__Source records__.
---*---

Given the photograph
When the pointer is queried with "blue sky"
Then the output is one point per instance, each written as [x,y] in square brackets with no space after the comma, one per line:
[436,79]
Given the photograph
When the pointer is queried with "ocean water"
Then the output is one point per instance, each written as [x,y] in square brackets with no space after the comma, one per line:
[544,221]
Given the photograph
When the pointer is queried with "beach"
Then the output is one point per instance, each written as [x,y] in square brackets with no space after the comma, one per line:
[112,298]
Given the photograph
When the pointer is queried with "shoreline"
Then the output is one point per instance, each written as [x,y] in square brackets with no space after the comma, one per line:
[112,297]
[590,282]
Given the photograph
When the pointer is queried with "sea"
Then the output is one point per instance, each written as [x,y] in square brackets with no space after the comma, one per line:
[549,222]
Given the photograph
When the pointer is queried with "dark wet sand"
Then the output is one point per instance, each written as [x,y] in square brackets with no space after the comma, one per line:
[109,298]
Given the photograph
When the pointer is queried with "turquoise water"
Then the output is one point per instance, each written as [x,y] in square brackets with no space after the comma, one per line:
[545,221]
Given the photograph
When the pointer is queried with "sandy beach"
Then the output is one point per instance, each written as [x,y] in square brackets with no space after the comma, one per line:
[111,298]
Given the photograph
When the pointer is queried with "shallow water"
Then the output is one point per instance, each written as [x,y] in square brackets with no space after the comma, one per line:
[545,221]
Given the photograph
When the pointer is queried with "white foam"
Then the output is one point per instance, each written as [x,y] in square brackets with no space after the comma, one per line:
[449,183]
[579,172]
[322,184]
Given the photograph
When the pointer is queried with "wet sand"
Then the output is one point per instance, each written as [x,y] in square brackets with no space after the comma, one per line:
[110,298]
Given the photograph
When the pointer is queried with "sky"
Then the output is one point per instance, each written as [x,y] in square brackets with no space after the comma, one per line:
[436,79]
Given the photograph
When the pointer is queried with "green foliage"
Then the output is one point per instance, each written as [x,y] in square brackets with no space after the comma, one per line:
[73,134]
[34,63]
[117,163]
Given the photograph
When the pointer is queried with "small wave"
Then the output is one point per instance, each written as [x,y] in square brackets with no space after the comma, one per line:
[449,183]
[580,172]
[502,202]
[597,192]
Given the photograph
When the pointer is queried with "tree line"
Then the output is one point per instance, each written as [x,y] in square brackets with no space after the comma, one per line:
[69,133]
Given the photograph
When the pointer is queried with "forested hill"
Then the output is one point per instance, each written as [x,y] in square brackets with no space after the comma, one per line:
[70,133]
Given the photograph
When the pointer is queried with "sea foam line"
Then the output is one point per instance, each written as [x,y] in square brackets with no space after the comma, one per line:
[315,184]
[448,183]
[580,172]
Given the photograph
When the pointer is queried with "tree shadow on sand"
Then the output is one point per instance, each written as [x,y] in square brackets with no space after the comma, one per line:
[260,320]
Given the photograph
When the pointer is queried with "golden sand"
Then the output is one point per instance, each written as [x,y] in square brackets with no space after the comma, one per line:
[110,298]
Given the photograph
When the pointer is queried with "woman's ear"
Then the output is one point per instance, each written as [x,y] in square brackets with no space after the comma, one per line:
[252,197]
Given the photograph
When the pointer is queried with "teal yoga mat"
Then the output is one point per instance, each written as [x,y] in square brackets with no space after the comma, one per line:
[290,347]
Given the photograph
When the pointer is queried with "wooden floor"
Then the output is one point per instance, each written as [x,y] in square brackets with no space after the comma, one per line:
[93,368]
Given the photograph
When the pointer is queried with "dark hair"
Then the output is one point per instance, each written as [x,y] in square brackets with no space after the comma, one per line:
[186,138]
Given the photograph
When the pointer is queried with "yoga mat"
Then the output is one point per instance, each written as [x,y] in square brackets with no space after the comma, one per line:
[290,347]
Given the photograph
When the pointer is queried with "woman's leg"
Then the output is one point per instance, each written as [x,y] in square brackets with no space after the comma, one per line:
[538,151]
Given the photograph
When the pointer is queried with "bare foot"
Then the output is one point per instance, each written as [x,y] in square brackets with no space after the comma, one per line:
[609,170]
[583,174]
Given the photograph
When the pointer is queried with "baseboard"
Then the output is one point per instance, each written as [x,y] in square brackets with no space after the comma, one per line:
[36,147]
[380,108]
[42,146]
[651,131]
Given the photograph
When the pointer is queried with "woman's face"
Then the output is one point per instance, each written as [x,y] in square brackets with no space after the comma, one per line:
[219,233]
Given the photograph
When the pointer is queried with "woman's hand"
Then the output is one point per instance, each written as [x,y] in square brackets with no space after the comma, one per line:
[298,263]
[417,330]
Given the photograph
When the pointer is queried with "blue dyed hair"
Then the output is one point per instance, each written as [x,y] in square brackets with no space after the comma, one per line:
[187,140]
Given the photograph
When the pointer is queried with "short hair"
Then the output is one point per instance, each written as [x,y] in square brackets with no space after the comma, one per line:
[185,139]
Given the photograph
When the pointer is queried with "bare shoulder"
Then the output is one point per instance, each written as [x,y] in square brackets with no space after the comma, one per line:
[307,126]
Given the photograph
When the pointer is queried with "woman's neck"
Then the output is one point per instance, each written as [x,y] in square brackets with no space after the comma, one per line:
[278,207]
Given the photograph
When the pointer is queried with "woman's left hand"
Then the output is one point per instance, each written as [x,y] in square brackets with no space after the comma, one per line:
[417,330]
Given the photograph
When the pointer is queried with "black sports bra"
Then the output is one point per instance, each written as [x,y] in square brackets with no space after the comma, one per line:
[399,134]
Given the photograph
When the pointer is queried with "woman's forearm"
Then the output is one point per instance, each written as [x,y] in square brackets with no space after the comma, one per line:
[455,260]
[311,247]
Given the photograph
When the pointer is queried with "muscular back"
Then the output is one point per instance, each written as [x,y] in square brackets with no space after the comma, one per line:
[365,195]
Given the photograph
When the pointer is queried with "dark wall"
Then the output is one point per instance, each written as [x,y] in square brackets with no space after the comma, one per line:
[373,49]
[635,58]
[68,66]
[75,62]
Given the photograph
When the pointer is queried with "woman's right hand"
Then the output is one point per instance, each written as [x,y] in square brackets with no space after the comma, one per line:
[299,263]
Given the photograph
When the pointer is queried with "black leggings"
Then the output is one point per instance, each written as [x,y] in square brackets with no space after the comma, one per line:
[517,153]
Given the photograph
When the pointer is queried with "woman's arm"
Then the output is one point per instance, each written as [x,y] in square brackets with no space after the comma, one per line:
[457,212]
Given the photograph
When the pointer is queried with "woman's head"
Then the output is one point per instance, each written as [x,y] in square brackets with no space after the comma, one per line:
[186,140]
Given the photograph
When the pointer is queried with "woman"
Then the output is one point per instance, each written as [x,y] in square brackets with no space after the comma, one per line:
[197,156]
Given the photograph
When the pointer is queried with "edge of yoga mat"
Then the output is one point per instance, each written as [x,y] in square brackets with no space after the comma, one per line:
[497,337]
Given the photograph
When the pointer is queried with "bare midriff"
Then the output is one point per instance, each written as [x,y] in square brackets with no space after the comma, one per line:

---*---

__The problem__. Repeat back the data above, exact to the last character.

__Solution for this task__.
Given the photograph
When the pointer is queried with "blue sky"
Then the output is one point per instance, each written as [x,y] in square brackets with no space after the comma, one per line:
[436,79]
Given the photograph
When the pointer is queried with "ocean water"
Then the output is one point per instance, each written as [x,y] in square brackets with no space after the comma, one per line:
[544,221]
Given the photograph
When the pointer is queried with "beach"
Then the output is one point per instance, each written as [x,y] in square brackets with no space after the comma, one per line:
[112,298]
Given the photograph
When the pointer is queried with "shoreline"
Then the output is one point per instance, each written as [x,y] in square brackets with no space after the comma, one per line:
[112,297]
[590,282]
Given the photograph
When the pointer is queried with "sea"
Then the output is one point per instance, each written as [x,y] in square brackets with no space after the comma, one per line:
[549,222]
Given the photograph
When the pointer is queried with "dark wet sand"
Then the output is one point per instance, each written as [x,y] in square brackets with no space after the comma, one per line:
[109,298]
Given the photograph
When the pointer is queried with "turquoise water"
Then the output is one point per instance, each written as [x,y] in square brackets with no space after the comma, one per line:
[545,221]
Given the photograph
When the pointer is queried with "sandy beach"
Then the output is one point per instance, each written as [x,y] in square brackets with no space after the comma, one per line:
[111,298]
Given the photograph
When the pointer is queried with "shallow water"
Then the output is one point per instance, each written as [x,y] in square brackets with no space after the comma, one per line:
[545,221]
Given the photograph
When the pointer is queried with "white foam"
Then the output is one point per instance, each written as [x,y] in square brackets with no space after the comma, one per line:
[449,183]
[579,172]
[322,184]
Given the photograph
When the pointer is queried with "wet sand"
Then the output is one point per instance, each written as [x,y] in square brackets with no space after the comma, one per line:
[110,298]
Given the photograph
When the pointer is queried with "sky"
Then the output is one point per instance, each written as [x,y] in square brackets with no space after the comma, one per line:
[436,79]
Given the photograph
When the pointer is queried with "green foliage"
Then the output is one point per instance, each written as [x,y] in square brackets with no space after the comma, one per line:
[73,134]
[34,63]
[117,163]
Given the photograph
When the pointer is queried with "small wave"
Then the output is one point per instance, each written as [x,y] in square brackets with no space after the comma, one per line:
[449,183]
[580,172]
[502,202]
[597,192]
Given the photograph
When the pointer is queried with "tree line"
Then the output is one point per instance, each written as [x,y] in square brackets with no space after the comma, one per line:
[69,133]
Given the photograph
When the pointer is queried with "forested hill"
Then the output is one point per instance, each written as [x,y] in square brackets with no space after the comma, one per line:
[70,133]
Given the photograph
When the pointer is queried with "sea foam line"
Then the output is one point per instance, each written as [x,y] in square brackets with no space after the comma, one per line:
[315,184]
[448,183]
[580,172]
Given the photograph
When the pointer is queried with "tree shadow on sand"
Then the output is one point per instance, each written as [x,y] in square brackets with no space after the comma, one per line:
[260,320]
Given the photograph
When the pointer is queried with "golden sand"
Then the output is one point per instance, each written as [x,y] in square brackets with no space after the comma, one per line:
[110,298]
Given the photograph
When the pointer is queried with "woman's ear"
Then the output is one point per instance, each written as [x,y] in square brackets with no space after the comma, one per line:
[252,197]
Given the photograph
When the pointer is queried with "teal yoga mat"
Then the output is one point per instance, each written as [x,y] in square brackets with no space after the comma, one per line:
[290,347]
Given the photograph
When the pointer is queried with "wooden floor"
Then the output is one point per instance, each written as [x,y] in square brackets with no space after the comma, one per line:
[93,368]
Given the photograph
When the pointer is queried with "dark hair"
Then the output is one point per instance, each written as [x,y] in square brackets with no space after the comma, one per line:
[186,138]
Given the photograph
When the pointer is queried with "yoga mat"
Then the output is one point per instance, each written as [x,y] in square brackets with no space after the comma, one per line:
[290,347]
Given the photograph
When the pointer is queried with "woman's leg"
Then the output is one point per instance, each written as [x,y] in square brackets with no space after the comma, one per line:
[538,151]
Given the photograph
When the pointer is queried with "bare foot"
Then the output is one point per instance, each written as [x,y] in square brackets with no space after the comma, one per line:
[609,170]
[583,174]
Given the photograph
When the pointer is queried with "baseboard"
Then the output is one point per instance, each written as [x,y] in square brackets with no space after the comma, one per line:
[36,147]
[380,108]
[42,146]
[651,131]
Given the photograph
When the pointer is queried with "woman's face"
Then the output is one point per instance, each written as [x,y] in square brackets with no space after the comma, one per line:
[219,233]
Given the photograph
When the pointer is queried with "woman's hand"
Then the output is one point per instance, each written as [x,y] in square brackets with no space after the comma, one per line:
[298,263]
[417,330]
Given the photograph
When the pointer is queried with "blue dyed hair"
Then the output is one point per instance, each written as [x,y] in square brackets with no space after the comma, one per line:
[187,140]
Given the photograph
When the pointer is queried with "short hair"
Then the output is one point per instance, each written as [x,y] in square brackets with no space after the comma, one per line:
[185,139]
Given the photograph
When the pointer is queried with "bare shoulder"
Then the output is one point per instance, each written as [x,y] in square brackets with no space after the comma, one per line:
[307,126]
Given the photograph
When the pointer is queried with "woman's neck"
Then the output is one point per instance, each written as [x,y] in square brackets with no space after the comma, one per line:
[278,207]
Given the photograph
When the pointer is queried with "woman's left hand"
Then the output is one point per instance, each written as [x,y] in square brackets with no space after the comma, one per line:
[417,330]
Given the photograph
When the pointer is queried with "black sports bra"
Then the output is one point per instance, each written as [x,y] in square brackets with no space after the comma, one per line:
[399,134]
Given the photograph
When the pointer is queried with "woman's forearm"
Then the output is one point per instance, each written as [x,y] in square brackets with no space after the comma, one per line:
[455,260]
[311,247]
Given the photograph
When the pointer is queried with "muscular back"
Then the output is one point per instance, each written as [x,y] in square brackets with no space after the comma, one per line:
[365,195]
Given the photograph
When the pointer is queried with "dark wall"
Then the output is one point per instance, each written as [x,y] in square brackets with no space after the comma, one per line:
[373,49]
[635,58]
[68,66]
[75,62]
Given the photograph
When the pointer is queried with "woman's right hand"
Then the output is one point per instance, each written as [x,y] in square brackets with no space after the comma, one per line:
[299,263]
Given the photograph
When the pointer is queried with "black leggings"
Then the output is one point per instance, each written as [x,y] in square brackets with no space after the comma, one per line:
[517,153]
Given the photograph
When the pointer is queried with "woman's arm"
Then the output is one point per instance, each written as [x,y] in square brackets with no space after the comma, one per line:
[457,212]
Given the photograph
When the pointer is queried with "woman's head"
Then the output is one point per instance, each written as [x,y] in square brackets with no space after the comma, one per line:
[186,140]
Given the photograph
When the pointer is queried with "woman"
Then the output is one point per instance, each written as [x,y] in square brackets with no space after the comma, one per line:
[197,156]
Given the photograph
When the pointer is queried with "edge of yoga mat"
Then the output is one point per instance, each written as [x,y] in square brackets with no space after the comma, one per line:
[497,337]
Given the photograph
When the pointer is queried with "bare midriff"
Then the output is one point per instance, each written as [x,y] in square brackets with no space after the comma, one per line:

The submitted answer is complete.